[Contour labeling entries]
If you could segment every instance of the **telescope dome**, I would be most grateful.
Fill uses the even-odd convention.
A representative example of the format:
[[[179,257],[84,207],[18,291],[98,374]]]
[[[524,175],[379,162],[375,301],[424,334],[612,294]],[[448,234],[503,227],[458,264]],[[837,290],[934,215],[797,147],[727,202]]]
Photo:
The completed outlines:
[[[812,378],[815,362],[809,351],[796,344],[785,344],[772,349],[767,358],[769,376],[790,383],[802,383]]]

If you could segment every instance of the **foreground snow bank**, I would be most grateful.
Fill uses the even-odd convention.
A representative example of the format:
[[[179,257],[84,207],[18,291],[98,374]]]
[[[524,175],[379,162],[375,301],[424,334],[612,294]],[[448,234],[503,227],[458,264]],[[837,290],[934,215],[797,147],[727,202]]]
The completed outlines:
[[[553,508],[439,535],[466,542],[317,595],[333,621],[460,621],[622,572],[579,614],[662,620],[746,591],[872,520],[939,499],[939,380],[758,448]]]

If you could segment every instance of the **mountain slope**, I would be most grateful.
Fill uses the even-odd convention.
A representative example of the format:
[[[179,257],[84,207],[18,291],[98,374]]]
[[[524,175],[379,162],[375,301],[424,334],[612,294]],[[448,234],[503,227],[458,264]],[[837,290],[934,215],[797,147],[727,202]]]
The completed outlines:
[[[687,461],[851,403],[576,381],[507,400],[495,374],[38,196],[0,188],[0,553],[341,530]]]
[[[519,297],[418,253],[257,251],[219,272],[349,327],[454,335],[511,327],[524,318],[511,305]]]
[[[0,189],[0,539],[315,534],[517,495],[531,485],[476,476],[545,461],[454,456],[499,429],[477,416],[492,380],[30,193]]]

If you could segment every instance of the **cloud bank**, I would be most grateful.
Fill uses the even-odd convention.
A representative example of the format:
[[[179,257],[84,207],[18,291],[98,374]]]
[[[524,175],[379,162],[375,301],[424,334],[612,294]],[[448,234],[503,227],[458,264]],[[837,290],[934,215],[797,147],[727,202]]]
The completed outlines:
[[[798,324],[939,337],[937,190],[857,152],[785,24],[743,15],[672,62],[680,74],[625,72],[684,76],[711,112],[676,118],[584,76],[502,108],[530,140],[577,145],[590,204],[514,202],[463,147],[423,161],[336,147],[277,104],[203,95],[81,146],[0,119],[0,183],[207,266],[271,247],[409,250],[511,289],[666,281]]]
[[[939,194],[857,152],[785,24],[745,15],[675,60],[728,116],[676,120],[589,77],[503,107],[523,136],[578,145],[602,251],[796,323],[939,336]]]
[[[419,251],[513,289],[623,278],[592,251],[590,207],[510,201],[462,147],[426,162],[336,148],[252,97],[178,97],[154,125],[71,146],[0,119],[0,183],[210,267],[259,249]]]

WHAT YOU NEED TO DO - Return everything from the line containing "If you could segment every instance of the **cloud" down to the end of the entries, character for character.

EXERCISE RESPONSE -
If you could segment every instance of the **cloud bank**, I would be most grateful.
Fill uses the even-odd convention.
A representative example of the format:
[[[179,257],[84,207],[18,291],[98,374]]]
[[[524,175],[379,162],[375,301],[424,334],[612,294]],[[448,234],[503,227],[458,264]],[[837,290],[934,215],[797,147],[727,202]]]
The completed outlines:
[[[798,324],[939,337],[937,190],[857,152],[785,24],[743,15],[672,62],[680,74],[625,72],[684,76],[711,112],[676,118],[584,76],[502,108],[530,140],[577,145],[590,204],[514,202],[463,147],[423,161],[336,147],[277,104],[203,95],[81,146],[0,119],[0,183],[207,266],[271,247],[409,250],[511,289],[666,281]]]
[[[939,194],[857,152],[785,24],[745,15],[675,60],[728,116],[676,120],[589,77],[503,107],[523,136],[578,145],[602,251],[796,323],[939,336]]]
[[[419,251],[513,289],[623,278],[592,251],[590,207],[510,201],[462,147],[426,162],[336,148],[252,97],[178,97],[154,125],[71,146],[0,119],[0,183],[210,267],[259,249]]]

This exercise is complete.